- [Aim]: Please count how many lines of the records below contain the word "face". Give only the number.
Extracted entries start
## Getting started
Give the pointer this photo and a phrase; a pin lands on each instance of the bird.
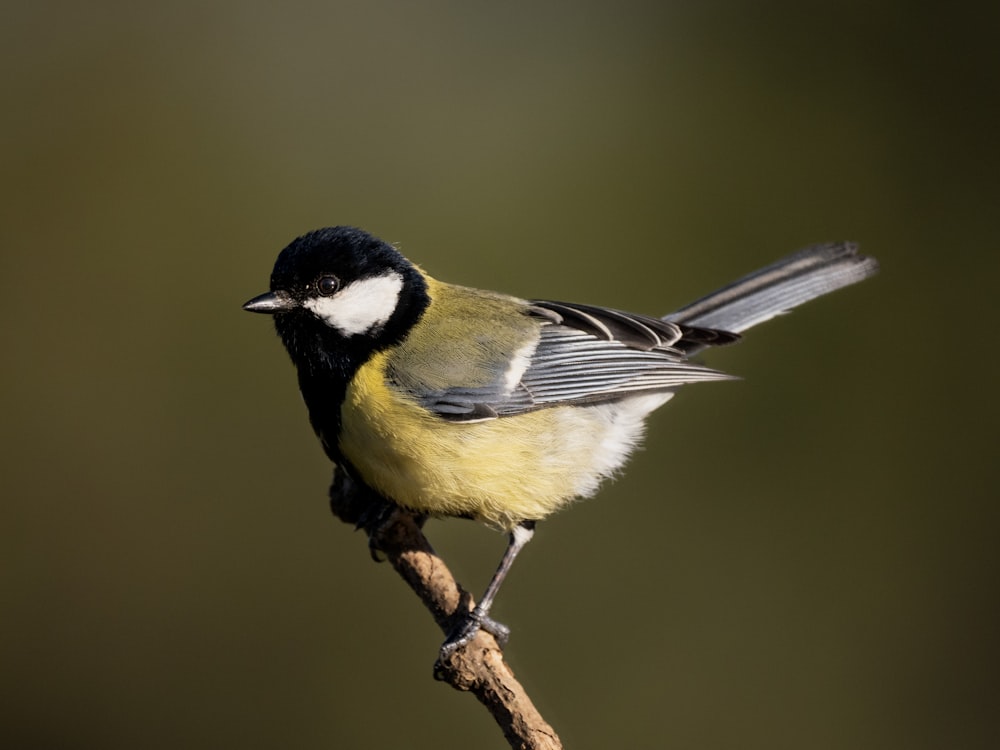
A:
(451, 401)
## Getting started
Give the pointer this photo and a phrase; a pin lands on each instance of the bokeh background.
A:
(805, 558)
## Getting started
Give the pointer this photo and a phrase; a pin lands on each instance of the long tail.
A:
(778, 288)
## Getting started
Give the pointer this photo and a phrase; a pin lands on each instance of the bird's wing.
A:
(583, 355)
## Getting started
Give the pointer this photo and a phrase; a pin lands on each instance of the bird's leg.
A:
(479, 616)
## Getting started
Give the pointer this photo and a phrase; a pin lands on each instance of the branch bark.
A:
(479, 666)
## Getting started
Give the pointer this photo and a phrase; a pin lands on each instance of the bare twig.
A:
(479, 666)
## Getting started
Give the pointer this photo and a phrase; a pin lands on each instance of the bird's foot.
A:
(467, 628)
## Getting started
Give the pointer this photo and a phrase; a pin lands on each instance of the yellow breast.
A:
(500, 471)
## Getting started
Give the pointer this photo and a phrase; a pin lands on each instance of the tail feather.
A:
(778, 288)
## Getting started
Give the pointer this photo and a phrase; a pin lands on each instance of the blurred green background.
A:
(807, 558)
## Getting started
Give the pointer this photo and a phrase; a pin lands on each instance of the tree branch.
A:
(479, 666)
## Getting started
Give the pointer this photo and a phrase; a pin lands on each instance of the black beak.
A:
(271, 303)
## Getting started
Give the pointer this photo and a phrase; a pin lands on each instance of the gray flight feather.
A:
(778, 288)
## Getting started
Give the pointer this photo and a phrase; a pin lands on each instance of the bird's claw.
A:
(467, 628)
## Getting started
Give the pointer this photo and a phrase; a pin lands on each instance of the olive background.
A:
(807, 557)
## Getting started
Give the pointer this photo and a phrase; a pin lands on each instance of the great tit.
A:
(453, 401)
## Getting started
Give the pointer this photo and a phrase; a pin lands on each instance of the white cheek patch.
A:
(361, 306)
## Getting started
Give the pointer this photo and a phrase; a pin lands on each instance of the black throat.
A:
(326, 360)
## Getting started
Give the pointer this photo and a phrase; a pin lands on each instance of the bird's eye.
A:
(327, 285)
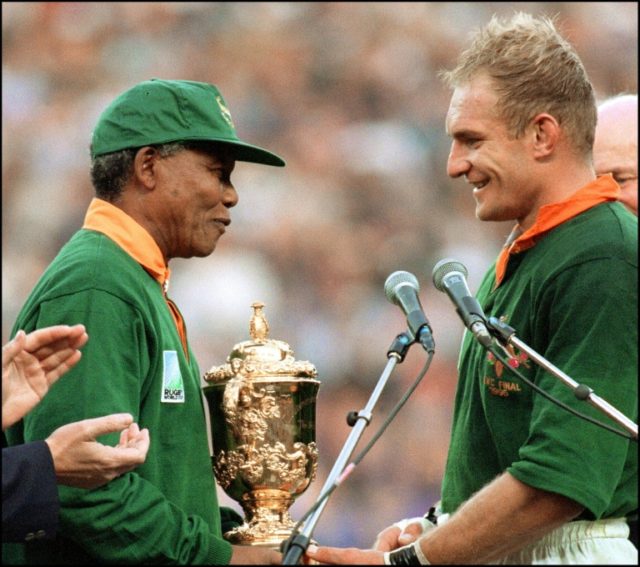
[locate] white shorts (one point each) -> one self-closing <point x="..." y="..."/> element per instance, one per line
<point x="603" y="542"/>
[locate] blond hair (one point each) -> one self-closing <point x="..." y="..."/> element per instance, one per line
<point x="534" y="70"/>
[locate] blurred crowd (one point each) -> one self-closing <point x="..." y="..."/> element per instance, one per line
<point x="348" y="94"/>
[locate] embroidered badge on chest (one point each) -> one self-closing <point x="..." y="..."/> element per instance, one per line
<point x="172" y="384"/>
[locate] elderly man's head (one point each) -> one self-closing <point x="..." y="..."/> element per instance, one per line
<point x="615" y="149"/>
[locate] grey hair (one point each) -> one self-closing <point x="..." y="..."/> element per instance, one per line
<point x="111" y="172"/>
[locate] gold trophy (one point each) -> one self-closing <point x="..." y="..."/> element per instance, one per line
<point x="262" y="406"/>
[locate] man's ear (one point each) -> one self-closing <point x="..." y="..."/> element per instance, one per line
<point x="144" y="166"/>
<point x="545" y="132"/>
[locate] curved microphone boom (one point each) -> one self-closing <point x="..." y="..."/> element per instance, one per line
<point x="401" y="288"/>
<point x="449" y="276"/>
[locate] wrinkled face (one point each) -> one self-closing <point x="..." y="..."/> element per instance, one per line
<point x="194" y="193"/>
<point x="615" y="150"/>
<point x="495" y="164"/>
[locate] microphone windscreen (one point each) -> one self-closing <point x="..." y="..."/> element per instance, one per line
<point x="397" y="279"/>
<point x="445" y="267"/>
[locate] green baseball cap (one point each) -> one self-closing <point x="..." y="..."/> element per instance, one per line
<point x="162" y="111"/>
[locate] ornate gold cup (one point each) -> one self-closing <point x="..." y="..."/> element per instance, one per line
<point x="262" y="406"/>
Extracted entries end
Extracted entries start
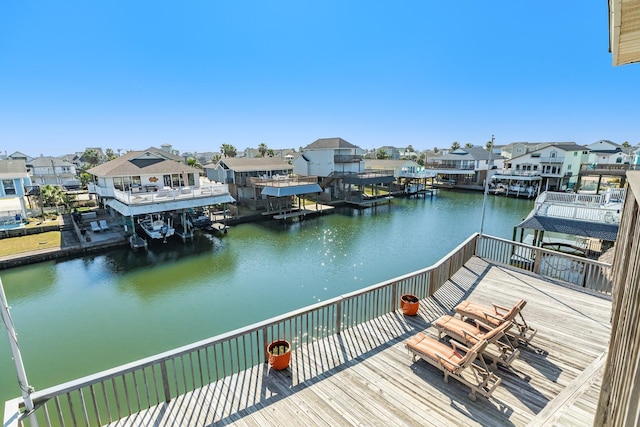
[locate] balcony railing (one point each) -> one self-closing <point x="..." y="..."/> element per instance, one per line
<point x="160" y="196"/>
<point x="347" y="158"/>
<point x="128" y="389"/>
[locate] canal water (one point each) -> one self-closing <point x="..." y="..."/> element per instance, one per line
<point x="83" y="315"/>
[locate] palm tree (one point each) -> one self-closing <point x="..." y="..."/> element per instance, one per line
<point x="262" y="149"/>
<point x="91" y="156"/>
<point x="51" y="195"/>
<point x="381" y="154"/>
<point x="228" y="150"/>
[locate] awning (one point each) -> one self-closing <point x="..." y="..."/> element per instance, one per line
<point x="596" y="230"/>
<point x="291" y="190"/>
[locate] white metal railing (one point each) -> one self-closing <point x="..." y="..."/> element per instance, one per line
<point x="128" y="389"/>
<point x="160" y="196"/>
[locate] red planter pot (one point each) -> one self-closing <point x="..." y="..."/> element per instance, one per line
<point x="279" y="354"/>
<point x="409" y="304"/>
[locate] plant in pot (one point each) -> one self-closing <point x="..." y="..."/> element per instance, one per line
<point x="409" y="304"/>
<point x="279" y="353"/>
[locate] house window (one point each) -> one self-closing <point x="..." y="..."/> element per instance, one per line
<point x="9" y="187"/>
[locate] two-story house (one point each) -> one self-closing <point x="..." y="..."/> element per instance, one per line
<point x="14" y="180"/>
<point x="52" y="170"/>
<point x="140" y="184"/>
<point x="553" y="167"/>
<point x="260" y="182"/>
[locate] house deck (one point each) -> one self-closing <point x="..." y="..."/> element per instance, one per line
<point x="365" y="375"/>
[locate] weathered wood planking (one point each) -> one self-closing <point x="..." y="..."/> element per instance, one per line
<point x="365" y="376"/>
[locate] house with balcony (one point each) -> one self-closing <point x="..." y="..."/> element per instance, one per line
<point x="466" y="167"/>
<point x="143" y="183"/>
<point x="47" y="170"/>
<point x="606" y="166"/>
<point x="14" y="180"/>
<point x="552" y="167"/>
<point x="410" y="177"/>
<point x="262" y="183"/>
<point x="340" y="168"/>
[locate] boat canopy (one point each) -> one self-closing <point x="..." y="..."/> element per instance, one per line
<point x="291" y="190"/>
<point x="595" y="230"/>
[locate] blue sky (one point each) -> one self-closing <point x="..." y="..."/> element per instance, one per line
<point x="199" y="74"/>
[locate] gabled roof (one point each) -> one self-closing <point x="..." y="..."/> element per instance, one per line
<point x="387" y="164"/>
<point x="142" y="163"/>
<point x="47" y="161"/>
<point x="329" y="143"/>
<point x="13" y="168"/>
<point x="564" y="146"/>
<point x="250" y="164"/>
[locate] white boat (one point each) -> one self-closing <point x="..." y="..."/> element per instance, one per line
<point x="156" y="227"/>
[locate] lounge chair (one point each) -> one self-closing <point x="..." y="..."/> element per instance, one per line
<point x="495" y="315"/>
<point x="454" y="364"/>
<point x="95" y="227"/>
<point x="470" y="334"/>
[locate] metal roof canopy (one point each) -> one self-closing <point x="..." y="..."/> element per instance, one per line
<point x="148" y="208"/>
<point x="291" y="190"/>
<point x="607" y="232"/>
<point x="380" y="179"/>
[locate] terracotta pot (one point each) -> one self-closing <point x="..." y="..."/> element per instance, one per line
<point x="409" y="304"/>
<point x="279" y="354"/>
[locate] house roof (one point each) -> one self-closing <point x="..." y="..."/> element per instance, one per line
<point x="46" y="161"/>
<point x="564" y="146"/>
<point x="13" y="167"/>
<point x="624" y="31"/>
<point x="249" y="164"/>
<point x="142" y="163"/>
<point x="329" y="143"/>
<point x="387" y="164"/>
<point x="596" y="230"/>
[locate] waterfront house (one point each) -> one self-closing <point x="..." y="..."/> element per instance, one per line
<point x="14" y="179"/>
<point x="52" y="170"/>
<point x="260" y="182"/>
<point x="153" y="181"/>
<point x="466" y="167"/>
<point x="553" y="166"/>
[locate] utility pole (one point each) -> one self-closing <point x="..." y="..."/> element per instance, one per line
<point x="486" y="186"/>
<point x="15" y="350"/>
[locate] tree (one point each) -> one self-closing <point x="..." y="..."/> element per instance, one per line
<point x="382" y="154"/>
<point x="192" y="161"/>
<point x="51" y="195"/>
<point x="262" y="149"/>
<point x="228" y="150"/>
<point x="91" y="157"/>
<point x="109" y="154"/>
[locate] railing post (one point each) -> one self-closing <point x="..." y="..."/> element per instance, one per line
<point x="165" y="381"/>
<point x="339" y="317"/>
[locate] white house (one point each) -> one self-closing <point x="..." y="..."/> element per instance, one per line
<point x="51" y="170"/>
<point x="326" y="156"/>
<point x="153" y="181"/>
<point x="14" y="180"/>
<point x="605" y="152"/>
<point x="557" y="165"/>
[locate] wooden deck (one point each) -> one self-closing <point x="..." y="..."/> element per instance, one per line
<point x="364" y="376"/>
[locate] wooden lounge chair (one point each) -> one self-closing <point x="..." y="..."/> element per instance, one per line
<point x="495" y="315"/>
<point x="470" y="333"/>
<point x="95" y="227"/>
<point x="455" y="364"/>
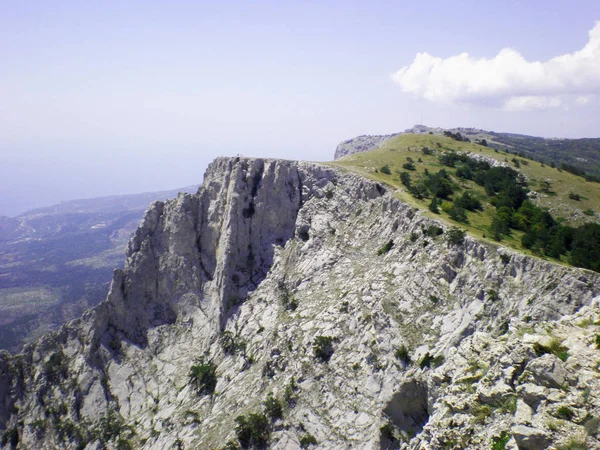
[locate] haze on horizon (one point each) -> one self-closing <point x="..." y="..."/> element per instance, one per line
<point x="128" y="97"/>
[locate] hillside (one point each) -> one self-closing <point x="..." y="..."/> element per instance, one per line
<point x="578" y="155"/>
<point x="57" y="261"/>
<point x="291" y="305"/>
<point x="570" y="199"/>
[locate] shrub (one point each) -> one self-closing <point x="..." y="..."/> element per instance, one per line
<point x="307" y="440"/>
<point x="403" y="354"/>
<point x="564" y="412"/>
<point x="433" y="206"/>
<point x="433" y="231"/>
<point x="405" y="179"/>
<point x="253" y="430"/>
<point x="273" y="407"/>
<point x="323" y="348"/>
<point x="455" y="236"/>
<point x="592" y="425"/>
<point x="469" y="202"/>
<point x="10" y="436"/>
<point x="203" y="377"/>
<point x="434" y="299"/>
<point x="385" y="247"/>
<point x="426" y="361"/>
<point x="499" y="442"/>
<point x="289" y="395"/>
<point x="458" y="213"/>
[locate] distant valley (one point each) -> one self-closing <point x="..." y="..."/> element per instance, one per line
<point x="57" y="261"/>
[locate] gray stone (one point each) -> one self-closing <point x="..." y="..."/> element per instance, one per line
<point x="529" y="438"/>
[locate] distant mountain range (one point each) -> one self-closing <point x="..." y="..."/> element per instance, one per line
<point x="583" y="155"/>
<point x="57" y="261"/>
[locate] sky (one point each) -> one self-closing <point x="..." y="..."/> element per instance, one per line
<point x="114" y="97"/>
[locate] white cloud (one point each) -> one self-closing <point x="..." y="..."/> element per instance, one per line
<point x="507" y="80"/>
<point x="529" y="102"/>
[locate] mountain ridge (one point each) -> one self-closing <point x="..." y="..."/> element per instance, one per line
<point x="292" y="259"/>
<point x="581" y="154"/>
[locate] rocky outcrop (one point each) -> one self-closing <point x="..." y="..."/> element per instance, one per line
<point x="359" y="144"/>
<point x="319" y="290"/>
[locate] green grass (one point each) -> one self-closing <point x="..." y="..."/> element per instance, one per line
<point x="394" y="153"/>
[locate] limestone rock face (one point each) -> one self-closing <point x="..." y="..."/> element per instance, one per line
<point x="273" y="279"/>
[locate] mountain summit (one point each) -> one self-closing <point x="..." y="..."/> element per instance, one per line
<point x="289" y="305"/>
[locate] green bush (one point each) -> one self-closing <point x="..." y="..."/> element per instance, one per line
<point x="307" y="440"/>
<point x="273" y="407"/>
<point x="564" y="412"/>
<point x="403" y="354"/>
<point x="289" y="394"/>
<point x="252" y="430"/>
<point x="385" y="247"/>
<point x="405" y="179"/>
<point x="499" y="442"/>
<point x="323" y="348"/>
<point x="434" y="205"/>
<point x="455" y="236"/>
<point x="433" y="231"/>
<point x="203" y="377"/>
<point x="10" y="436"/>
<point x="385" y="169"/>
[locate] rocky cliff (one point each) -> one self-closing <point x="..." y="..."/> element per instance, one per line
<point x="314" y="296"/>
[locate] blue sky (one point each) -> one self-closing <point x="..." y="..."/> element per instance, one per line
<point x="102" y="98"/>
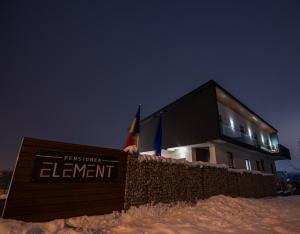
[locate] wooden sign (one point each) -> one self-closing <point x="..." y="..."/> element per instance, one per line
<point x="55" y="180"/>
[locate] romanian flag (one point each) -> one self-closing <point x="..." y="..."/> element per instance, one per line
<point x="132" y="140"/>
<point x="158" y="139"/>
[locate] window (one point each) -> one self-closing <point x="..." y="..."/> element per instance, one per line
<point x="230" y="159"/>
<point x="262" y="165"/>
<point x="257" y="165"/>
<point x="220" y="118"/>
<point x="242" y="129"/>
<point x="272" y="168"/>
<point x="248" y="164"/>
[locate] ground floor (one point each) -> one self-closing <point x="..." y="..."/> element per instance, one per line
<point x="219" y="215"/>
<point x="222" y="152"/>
Extracted entries end
Extracted entries start
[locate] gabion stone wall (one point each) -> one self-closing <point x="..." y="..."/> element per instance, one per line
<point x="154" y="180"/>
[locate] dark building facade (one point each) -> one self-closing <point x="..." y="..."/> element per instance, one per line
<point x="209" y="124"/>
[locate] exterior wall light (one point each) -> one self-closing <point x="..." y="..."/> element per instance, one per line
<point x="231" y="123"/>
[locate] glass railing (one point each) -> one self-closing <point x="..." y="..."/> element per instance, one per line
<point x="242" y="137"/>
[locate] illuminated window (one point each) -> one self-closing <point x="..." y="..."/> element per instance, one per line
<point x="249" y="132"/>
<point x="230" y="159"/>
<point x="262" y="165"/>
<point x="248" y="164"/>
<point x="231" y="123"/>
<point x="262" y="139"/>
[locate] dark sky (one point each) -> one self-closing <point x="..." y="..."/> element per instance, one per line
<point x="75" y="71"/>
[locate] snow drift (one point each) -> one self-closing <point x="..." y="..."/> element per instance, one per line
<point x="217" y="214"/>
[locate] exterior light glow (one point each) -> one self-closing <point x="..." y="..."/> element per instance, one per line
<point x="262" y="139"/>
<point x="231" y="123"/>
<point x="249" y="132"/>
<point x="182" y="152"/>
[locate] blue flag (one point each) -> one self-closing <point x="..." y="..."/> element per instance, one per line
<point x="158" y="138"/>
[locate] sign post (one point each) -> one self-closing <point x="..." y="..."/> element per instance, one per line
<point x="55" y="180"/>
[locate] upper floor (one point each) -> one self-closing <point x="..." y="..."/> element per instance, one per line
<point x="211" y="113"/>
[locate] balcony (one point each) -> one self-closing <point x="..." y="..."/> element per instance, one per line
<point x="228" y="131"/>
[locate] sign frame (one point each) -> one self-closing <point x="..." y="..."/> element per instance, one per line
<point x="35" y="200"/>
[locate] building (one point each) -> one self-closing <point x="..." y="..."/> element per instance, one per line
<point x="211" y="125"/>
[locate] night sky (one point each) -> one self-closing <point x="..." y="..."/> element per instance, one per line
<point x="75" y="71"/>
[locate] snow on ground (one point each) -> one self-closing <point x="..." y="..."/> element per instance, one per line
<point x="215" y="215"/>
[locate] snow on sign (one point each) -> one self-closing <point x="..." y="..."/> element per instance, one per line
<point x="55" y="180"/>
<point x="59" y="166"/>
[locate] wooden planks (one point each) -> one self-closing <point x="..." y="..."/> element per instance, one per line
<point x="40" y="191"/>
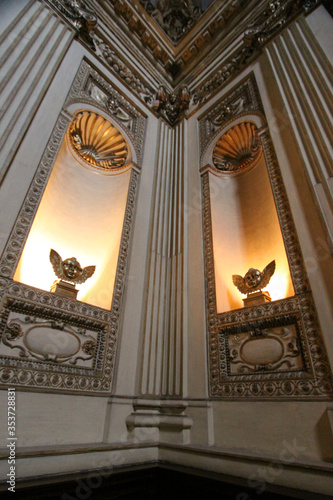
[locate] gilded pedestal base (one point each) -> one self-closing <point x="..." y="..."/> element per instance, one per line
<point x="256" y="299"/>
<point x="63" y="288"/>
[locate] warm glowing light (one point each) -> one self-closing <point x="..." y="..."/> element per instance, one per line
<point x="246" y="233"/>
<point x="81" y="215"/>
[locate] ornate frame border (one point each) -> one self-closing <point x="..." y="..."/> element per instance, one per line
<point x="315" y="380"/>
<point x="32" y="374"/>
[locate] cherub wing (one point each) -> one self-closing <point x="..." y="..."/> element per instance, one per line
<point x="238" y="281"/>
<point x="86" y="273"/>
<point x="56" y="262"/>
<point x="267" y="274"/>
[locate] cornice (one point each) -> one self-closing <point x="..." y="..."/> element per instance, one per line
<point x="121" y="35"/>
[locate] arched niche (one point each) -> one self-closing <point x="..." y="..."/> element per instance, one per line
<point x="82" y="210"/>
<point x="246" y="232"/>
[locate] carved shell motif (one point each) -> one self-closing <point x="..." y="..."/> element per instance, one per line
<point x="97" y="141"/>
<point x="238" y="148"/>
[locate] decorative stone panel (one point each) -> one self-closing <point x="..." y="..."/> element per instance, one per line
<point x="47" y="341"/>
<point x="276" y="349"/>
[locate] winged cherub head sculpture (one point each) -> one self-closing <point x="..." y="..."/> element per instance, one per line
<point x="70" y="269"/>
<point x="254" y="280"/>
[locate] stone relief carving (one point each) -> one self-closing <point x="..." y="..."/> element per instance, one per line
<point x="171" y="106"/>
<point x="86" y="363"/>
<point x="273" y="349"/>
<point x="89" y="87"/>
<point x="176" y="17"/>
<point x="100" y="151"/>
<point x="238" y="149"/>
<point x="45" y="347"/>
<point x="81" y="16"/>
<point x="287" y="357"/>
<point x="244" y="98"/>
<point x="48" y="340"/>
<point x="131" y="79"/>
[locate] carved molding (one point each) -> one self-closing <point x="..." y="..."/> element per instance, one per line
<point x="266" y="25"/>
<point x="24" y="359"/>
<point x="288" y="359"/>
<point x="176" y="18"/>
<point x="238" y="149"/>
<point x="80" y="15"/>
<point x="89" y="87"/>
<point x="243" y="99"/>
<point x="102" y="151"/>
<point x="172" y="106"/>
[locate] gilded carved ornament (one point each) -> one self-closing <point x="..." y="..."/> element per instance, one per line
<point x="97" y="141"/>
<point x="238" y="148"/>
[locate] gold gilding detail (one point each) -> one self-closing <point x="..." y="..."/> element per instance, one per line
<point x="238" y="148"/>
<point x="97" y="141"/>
Extracted entries end
- [Answer for this exercise]: 2